:: Description of the task ::
Copy each of the items below word for word, leaving out the pictures.

:: Stored data ::
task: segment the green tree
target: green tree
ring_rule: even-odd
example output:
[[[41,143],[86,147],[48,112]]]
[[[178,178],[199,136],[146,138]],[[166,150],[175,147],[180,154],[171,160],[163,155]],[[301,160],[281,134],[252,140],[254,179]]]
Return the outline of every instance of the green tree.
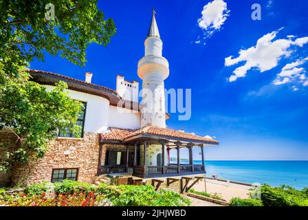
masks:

:: Answer to this problem ::
task: segment the green tree
target: green tree
ring_rule: even-odd
example output:
[[[41,143],[86,147],[48,112]]]
[[[178,178],[199,136],[146,138]],[[166,150],[175,147],[180,154],[171,160],[163,155]],[[301,160],[281,134],[252,140],[254,179]]]
Return the outline of every instance of the green tree.
masks:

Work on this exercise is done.